> _WRITTEN PROBLEM_:
Pick out every line of the records below that contains the word "yellow", matching case exactly, and copy each such line.
#####
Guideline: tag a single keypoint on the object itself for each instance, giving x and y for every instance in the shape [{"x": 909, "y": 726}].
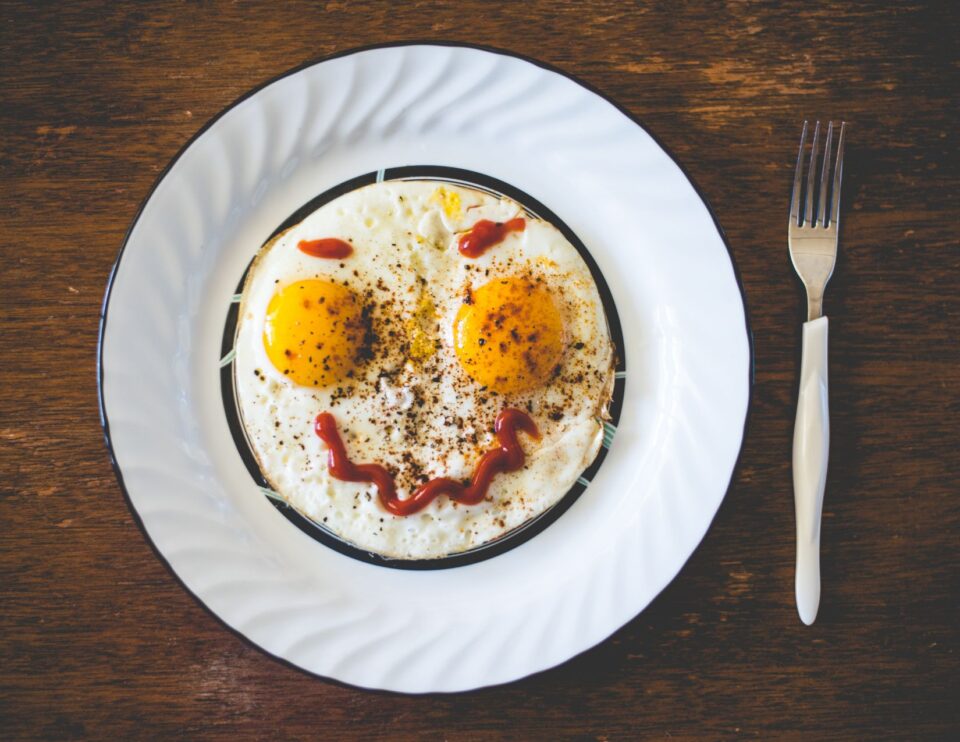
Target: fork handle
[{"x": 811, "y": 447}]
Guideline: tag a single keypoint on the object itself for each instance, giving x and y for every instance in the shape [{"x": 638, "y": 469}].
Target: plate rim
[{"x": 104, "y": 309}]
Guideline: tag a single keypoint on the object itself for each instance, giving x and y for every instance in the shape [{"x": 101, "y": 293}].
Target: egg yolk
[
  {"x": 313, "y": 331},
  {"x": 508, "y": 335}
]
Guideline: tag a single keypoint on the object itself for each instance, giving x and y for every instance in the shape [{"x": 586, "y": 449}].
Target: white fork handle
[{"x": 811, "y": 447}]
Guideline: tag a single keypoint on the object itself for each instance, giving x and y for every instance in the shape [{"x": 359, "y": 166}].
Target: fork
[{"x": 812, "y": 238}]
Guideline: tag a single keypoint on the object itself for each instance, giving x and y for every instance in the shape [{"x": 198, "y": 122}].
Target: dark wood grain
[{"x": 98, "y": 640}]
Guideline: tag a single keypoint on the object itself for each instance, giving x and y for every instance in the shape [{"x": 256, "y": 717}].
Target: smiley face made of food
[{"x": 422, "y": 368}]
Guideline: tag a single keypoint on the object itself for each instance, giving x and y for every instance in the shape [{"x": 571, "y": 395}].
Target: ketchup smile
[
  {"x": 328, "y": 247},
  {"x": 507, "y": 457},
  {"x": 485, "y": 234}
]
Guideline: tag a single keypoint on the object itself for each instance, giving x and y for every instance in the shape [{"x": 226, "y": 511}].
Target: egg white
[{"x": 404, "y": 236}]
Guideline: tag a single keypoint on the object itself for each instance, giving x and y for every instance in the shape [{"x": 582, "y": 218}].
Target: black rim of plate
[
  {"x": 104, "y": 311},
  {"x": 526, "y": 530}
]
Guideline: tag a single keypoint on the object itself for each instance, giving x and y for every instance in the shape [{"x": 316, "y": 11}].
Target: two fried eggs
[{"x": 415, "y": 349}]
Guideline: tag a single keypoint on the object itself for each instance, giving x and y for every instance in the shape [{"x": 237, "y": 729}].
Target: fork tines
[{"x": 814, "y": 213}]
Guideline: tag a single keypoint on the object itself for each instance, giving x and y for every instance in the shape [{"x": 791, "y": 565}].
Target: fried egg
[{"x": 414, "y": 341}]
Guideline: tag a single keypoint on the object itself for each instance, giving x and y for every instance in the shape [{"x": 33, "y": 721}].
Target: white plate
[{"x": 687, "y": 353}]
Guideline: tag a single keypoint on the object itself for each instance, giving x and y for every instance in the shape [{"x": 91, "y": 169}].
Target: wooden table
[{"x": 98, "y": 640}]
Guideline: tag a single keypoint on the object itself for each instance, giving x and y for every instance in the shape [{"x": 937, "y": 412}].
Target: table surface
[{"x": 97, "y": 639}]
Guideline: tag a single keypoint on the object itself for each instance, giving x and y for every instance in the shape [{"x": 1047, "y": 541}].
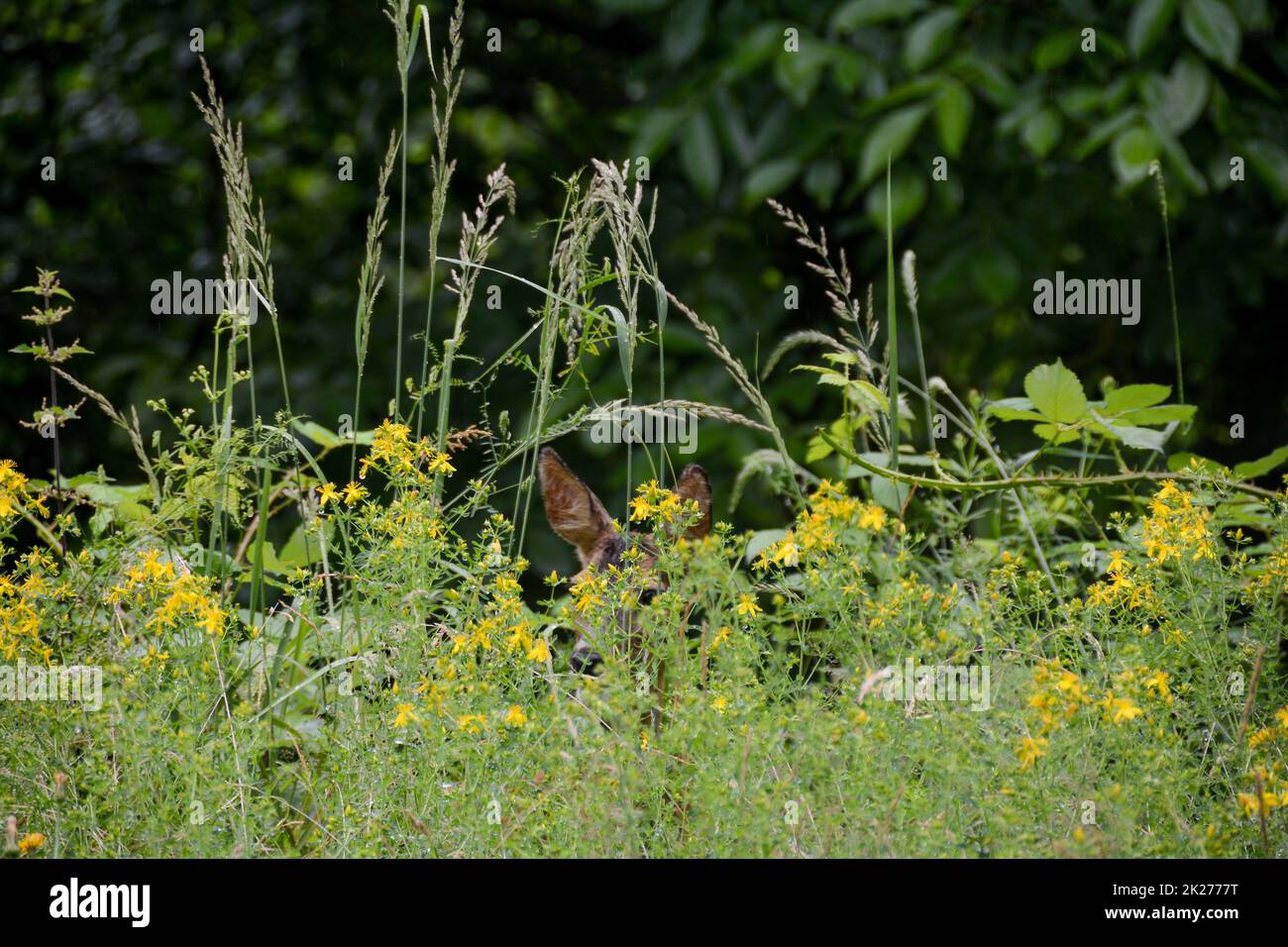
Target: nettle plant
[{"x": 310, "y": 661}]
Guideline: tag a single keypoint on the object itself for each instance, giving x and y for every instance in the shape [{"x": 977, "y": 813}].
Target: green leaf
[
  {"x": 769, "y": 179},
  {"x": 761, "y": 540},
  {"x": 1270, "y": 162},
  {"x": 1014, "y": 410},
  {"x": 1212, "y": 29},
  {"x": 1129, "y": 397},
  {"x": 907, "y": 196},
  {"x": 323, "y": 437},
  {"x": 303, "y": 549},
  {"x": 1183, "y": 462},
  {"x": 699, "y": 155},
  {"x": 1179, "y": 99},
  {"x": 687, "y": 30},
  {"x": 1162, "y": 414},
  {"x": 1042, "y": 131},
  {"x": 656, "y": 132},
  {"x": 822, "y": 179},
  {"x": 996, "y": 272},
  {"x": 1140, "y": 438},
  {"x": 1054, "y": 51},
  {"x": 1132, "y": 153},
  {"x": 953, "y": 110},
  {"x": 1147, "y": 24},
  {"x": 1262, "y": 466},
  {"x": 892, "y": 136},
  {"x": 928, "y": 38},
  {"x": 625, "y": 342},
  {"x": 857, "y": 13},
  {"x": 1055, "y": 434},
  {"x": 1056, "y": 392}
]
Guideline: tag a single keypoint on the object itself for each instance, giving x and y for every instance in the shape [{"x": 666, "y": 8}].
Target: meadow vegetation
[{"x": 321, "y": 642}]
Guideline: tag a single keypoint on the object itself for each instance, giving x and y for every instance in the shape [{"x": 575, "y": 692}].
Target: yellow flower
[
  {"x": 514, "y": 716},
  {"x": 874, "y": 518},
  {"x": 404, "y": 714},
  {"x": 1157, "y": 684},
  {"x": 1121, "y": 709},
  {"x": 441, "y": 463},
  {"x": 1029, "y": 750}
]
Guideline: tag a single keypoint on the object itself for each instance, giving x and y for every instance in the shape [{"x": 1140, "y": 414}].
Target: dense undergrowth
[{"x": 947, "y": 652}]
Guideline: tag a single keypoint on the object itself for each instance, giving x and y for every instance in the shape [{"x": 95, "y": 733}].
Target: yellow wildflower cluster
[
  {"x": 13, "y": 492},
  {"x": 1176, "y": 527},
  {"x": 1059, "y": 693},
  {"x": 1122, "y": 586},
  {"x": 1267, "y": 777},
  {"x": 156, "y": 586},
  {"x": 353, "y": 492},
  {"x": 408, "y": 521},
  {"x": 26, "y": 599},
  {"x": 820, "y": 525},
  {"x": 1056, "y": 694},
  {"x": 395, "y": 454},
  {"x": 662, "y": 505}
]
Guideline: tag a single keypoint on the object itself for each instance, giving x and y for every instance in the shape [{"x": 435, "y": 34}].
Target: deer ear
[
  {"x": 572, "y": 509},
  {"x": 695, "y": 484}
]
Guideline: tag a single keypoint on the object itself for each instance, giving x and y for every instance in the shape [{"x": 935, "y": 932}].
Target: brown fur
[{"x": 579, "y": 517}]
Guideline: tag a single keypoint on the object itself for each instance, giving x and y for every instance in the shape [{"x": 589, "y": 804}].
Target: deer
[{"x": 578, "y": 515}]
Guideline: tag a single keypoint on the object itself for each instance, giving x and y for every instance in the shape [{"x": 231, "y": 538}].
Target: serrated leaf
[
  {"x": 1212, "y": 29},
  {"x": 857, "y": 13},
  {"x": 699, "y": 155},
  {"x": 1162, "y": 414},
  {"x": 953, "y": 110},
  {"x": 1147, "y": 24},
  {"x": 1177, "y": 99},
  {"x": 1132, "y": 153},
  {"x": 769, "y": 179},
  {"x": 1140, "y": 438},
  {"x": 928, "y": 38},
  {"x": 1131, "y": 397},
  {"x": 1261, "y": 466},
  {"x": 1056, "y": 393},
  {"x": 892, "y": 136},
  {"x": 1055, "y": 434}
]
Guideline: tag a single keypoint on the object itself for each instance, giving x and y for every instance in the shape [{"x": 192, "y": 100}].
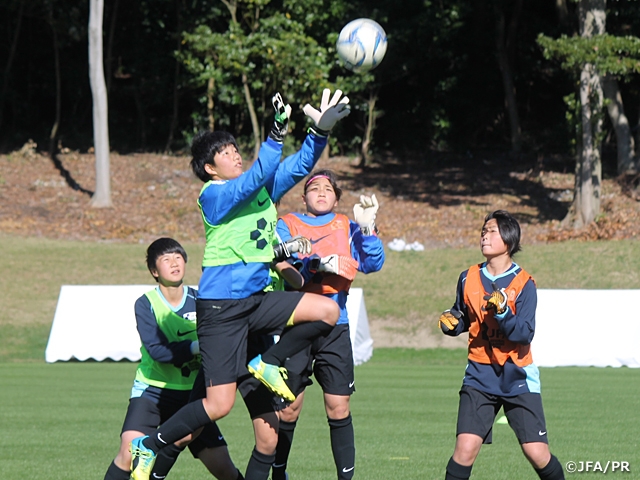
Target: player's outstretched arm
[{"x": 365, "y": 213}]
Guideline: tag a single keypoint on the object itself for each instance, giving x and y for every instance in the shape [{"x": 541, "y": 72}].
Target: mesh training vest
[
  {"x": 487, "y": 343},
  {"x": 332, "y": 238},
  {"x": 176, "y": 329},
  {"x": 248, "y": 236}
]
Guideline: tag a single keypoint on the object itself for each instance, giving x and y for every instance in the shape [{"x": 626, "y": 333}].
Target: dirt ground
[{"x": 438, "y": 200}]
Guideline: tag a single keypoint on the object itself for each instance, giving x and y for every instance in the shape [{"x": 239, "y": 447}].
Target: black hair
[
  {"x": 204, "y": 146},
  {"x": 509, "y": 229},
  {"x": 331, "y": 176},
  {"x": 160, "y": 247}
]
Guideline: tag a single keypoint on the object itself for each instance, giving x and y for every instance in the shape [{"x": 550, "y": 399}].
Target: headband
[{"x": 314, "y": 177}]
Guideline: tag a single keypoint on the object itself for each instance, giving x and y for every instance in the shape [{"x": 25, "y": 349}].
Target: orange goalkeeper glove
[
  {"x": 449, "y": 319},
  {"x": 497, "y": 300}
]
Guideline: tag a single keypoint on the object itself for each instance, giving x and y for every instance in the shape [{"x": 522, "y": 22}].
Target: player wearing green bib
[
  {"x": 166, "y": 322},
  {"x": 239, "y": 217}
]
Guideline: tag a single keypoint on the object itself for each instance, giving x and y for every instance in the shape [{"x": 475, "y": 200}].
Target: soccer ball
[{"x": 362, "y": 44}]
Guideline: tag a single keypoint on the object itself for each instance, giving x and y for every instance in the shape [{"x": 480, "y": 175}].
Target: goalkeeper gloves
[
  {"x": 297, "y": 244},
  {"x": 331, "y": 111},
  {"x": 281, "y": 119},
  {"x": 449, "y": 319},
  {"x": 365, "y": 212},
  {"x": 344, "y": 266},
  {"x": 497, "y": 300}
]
#####
> _RESPONSE_:
Target: yellow flower
Target: yellow wildflower cluster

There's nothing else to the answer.